CA Paris, 1re ch. A, 26 mai 1988, n° 87-13460

PARIS

Arrêt

PARTIES

Demandeur :

Syndicat du second œuvre

Défendeur :

Groupement d'assurances Dommages-Ouvrages, Association pour l'assurance des Risques de la Construction des Entrepreneurs Syndiques, Drouot Assurance (Sté)

COMPOSITION DE LA JURIDICTION

Premier président :

M. Drai

Présidents :

MM. Renard-Payen, Edin

Conseillers :

MM. Schoux, Collonb-Clerc

Avoués :

SCP Gaultier-Kistner, SCP Bollet-Baskal

Avocats :

Me Fourgoux, SCP Rambaud-Martel.

CA Paris n° 87-13460

26 mai 1988

LA COUR,

Poursuivant son délibéré ouvert le 29 janvier 1988 et dans les limites fixées par son arrêt du 25 février 1988 invitant le Conseil de la Concurrence :

- à préciser si Monsieur Lepetit a présenté exclusivement le rapport notifié aux parties, conformément à l'article 21, alinéa 2 de l'ordonnance du 1er décembre 1986 tant en séance qu'au cours du délibéré ;

- à produire le procès-verbal de la séance du 7 juillet 1987 sur la régularité de la procédure.

Considérant qu'en réponse à la demande de la Cour, le Conseil de la Concurrence a, par délibération du 15 mars 1988, exposé ce qui suit :

1- le 7 juillet 1987, Monsieur Lepetit, rapporteur de séance, désigné en remplacement de Monsieur Dandelot, rapporteur précédemment nommé et empêché en raison de ses nouvelles fonctions, s'est borné, en présence des parties, après un résumé succinct du dossier, à donner les conclusions du rapport signé par Monsieur Dandelot et notifié auxdites parties, conformément à l'article 21, alinéa 2, de l'ordonnance n° 86-1243 du 1er décembre 1986 ;

2- en conformité avec les dispositions de l'article 25, alinéa 4, de la même ordonnance, Monsieur Lepetit, rapporteur de séance, a assisté au délibéré exclusivement en vue de répondre, dans les limites du rapport écrit acquis aux débats, aux demandes de renseignements des membres du Conseil.

────────────────────────────────────────

#### CONSIGNE 1:
Recopiez à l'identique les lignes de la liste, depuis celle qui contient « Where can you find the white wall » jusqu'à la dernière ligne de la liste incluse.

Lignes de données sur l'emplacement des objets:
────────────────────────────────────────

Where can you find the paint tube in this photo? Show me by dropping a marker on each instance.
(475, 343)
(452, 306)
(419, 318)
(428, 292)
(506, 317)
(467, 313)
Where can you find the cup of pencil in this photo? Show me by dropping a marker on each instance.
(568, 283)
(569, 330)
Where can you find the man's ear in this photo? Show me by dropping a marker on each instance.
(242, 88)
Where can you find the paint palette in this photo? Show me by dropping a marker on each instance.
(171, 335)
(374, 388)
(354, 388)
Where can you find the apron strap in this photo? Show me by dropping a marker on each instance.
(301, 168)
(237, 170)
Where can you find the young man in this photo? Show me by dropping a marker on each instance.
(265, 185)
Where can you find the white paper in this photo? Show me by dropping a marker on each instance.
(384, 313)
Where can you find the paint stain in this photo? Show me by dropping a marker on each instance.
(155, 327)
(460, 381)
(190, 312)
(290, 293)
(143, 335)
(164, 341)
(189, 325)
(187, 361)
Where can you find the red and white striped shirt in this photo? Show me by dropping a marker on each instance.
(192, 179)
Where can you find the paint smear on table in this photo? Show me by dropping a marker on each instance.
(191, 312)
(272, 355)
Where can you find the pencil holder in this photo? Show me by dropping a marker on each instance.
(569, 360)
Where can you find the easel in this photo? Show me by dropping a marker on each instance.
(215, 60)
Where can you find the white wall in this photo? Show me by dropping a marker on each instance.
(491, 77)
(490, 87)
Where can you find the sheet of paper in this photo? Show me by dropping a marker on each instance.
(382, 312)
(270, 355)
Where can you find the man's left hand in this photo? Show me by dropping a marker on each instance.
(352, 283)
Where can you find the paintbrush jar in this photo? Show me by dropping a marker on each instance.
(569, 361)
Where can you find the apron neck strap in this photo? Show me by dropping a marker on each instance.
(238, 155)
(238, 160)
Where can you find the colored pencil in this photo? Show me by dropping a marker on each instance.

────────────────────────────────────────

#### CONSIGNE 2:
Reproduisez fidèlement le passage de l'arrêt allant de « 1- le 7 juillet » jusqu'à « membres du Conseil. » inclus.

#### RÉPONSE COMPLÈTE 1:
Where can you find the white wall in this photo? Show me by dropping a marker on each instance.
(491, 77)
(490, 87)
Where can you find the sheet of paper in this photo? Show me by dropping a marker on each instance.
(382, 312)
(270, 355)
Where can you find the man's left hand in this photo? Show me by dropping a marker on each instance.
(352, 283)
Where can you find the paintbrush jar in this photo? Show me by dropping a marker on each instance.
(569, 361)
Where can you find the apron neck strap in this photo? Show me by dropping a marker on each instance.
(238, 155)
(238, 160)
Where can you find the colored pencil in this photo? Show me by dropping a marker on each instance.

#### RÉPONSE COMPLÈTE 2:
1- le 7 juillet 1987, Monsieur Lepetit, rapporteur de séance, désigné en remplacement de Monsieur Dandelot, rapporteur précédemment nommé et empêché en raison de ses nouvelles fonctions, s'est borné, en présence des parties, après un résumé succinct du dossier, à donner les conclusions du rapport signé par Monsieur Dandelot et notifié auxdites parties, conformément à l'article 21, alinéa 2, de l'ordonnance n° 86-1243 du 1er décembre 1986 ;

2- en conformité avec les dispositions de l'article 25, alinéa 4, de la même ordonnance, Monsieur Lepetit, rapporteur de séance, a assisté au délibéré exclusivement en vue de répondre, dans les limites du rapport écrit acquis aux débats, aux demandes de renseignements des membres du Conseil.